* _Exercise task 1_: In the Spark mailing-list thread, do the following statements agree with the text? (a) Ewan points to sparkContext.binaryFiles, which returns a PortableDataStream for each file. (b) Shuai's files are currently in parquet format. (c) Tao says option 2 comes closest if Spark must be used. Answer each with yes or no and quote the deciding words.
* _Exercise task 2_: Copy everything in the Spark mailing-list thread from "You want to" down to "them in parallel." without changing a word.
* _Exercise task 3_: Write the next part of the Spark mailing-list thread, starting right after its last line.

* _Source_:
##########
RE: How to Take the whole file as a partition

2015-09-03 Thread Ewan Leith
Have a look at the sparkContext.binaryFiles, it works like wholeTextFiles but 
returns a PortableDataStream per file. It might be a workable solution though 
you'll need to handle the binary to UTF-8 or equivalent conversion

Thanks,
Ewan

From: Shuai Zheng [mailto:szheng.c...@gmail.com]
Sent: 03 September 2015 15:22
To: user@spark.apache.org
Subject: How to Take the whole file as a partition

Hi All,

I have 1000 files, from 500M to 1-2GB at this moment. And I want my spark can 
read them as partition on the file level. Which means want the FileSplit turn 
off.

I know there are some solutions, but not very good in my case:
1, I can't use WholeTextFiles method, because my file is too big, I don't want 
to risk the performance.
2, I try to use newAPIHadoopFile and turnoff the file split:

lines = 
ctx.newAPIHadoopFile(inputPath, NonSplitableTextInputFormat.class, 
LongWritable.class, Text.class, hadoopConf).values()

.map(new Function() {

@Override

public String call(Text arg0) throws Exception {

return arg0.toString();

}

});

This works for some cases, but it truncate some lines (I am not sure why, but 
it looks like there is a limit on this file reading). I have a feeling that the 
spark truncate this file on 2GB bytes. Anyway it happens (because same data has 
no issue when I use mapreduce to do the input), the spark sometimes do a trunc 
on very big file if try to read all of them.

3, I can do another way is distribute the file name as the input of the Spark 
and in function open stream to read the file directly. This is what I am 
planning to do but I think it is ugly. I want to know anyone have better 
solution for it?

BTW: the file currently in text format, but it might be parquet format later, 
that is also reason I don't like my third option.

Regards,

Shuai


Re: How to Take the whole file as a partition

2015-09-03 Thread Tao Lu
You situation is special. It seems to me Spark may not fit well in your
case.

You want to process the individual files (500M~2G) as a whole, you want
good performance.

You may want to write our own Scala/Java programs and distribute it along
with those files across your cluster, and run them in parallel.

If you insist on using Spark, maybe option 3 is closer.

Cheers,
Tao


On Thu, Sep 3, 2015 at 10:22 AM, Shuai Zheng  wrote:

> Hi All,
>
>
>
> I have 1000 files, from 500M to 1-2GB at this moment. And I want my spark
> can read them as partition on the file level. Which means want the
> FileSplit turn off.
>
>
>
> I know there are some solutions, but not very good in my case:
>
> 1, I can’t use WholeTextFiles method, because my file is too big, I don’t
> want to risk the performance.
>
> 2, I try to use newAPIHadoopFile and turnoff the file split:
>
>
>
> lines =
> ctx.newAPIHadoopFile(inputPath, NonSplitableTextInputFormat.class,
> LongWritable.class, Text.class, hadoopConf).values()
##########
* _Entries supplied_:
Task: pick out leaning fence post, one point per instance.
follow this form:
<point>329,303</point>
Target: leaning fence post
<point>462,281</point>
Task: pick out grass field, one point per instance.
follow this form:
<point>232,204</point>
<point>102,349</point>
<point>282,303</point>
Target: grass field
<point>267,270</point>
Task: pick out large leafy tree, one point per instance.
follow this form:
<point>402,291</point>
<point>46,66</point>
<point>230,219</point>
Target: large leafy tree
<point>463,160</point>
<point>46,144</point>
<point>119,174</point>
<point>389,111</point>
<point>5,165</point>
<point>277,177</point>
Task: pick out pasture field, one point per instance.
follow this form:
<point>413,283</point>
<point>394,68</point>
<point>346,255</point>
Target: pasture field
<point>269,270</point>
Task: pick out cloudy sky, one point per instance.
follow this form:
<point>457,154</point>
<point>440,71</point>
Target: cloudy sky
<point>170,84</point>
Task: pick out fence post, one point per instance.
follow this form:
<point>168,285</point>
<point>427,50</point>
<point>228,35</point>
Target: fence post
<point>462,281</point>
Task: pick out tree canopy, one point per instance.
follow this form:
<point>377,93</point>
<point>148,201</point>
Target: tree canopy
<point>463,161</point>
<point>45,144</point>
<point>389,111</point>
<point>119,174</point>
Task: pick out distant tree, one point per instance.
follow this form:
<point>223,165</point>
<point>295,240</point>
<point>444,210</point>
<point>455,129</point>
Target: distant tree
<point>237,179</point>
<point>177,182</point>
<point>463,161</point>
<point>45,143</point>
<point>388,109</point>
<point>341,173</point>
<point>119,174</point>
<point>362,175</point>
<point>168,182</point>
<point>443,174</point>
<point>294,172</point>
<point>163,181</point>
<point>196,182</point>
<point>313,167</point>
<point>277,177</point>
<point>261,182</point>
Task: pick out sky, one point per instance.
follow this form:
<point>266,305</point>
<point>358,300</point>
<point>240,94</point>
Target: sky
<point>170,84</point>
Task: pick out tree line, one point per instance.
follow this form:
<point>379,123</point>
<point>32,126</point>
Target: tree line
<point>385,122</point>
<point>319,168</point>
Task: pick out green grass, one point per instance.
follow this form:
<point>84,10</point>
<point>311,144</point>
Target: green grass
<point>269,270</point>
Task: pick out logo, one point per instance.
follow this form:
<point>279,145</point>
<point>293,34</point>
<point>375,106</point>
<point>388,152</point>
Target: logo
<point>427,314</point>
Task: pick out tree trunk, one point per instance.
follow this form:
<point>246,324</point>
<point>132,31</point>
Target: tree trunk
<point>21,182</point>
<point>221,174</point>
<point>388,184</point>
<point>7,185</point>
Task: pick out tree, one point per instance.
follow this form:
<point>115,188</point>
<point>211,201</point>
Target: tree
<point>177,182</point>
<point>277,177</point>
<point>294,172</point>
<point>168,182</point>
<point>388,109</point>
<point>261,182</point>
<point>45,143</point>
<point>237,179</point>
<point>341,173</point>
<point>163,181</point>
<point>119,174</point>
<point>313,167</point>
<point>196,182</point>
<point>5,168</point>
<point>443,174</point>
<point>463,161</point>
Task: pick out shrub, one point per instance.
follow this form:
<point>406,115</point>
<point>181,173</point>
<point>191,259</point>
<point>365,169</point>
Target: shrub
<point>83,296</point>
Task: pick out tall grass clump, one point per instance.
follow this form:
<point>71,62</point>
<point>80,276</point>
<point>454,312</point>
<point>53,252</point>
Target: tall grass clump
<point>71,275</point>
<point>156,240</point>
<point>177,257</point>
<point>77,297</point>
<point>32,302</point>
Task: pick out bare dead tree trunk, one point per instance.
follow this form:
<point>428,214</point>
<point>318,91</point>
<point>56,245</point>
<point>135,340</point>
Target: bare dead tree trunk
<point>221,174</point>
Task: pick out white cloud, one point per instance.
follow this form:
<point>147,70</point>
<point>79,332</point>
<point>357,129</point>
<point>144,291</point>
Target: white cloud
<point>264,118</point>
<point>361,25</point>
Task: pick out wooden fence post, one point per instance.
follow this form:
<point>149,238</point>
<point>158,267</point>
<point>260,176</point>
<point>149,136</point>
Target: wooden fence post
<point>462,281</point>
##########
* _Exercise answer 1_:
(a) Yes: "returns a PortableDataStream per file"
(b) No: "the file currently in text format, but it might be parquet format later"
(c) No: "If you insist on using Spark, maybe option 3 is closer."

* _Exercise answer 2_:
You want to process the individual files (500M~2G) as a whole, you want
good performance.

You may want to write our own Scala/Java programs and distribute it along
with those files across your cluster, and run them in parallel.

* _Exercise answer 3_:
>
>
> .map(new Function() {
>
>
> @Override
>
>
> public String call(Text arg0) throws Exception {
>
>
> return arg0.toString();
>
>
> }
>
>
> });
>
>
>
> This works for some cases, but it truncate some lines (I am not sure why,
> but it looks like there is a limit on this file reading). I have a feeling
> that the spark truncate this file on 2GB bytes. Anyway it happens (because
> same data has no issue when I use mapreduce to do the input), the spark
> sometimes do a trunc on very big file if try to read all of them.
>
>
>
> 3, I can do another way is distribute the file name as the input of the
> Spark and in function open stream to read the file directly. This is what I
> am planning to do but I think it is ugly. I want to know anyone have better
> solution for it?
>
>
>
> BTW: the file currently in text format, but it might be parquet format
> later, that is also reason I don’t like my third option.
>
>
>
> Regards,
>
>
>
> Shuai
>



-- 

Thanks!
Tao


RE: How to Take the whole file as a partition

2015-09-03 Thread Shuai Zheng
Hi, 

 

Will there any way to change the default split size when load data for Spark? 
By default it is 64M, I know how to change this in Hadoop Mapreduce, but not 
sure how to do this in Spark.

 

Regards,

 

Shuai

 

From: Tao Lu [mailto:taolu2...@gmail.com] 
Sent: Thursday, September 03, 2015 11:07 AM
To: Shuai Zheng
Cc: user
Subject: Re: How to Take the whole file as a partition

 

You situation is special. It seems to me Spark may not fit well in your case. 

 

You want to process the individual files (500M~2G) as a whole, you want good 
performance.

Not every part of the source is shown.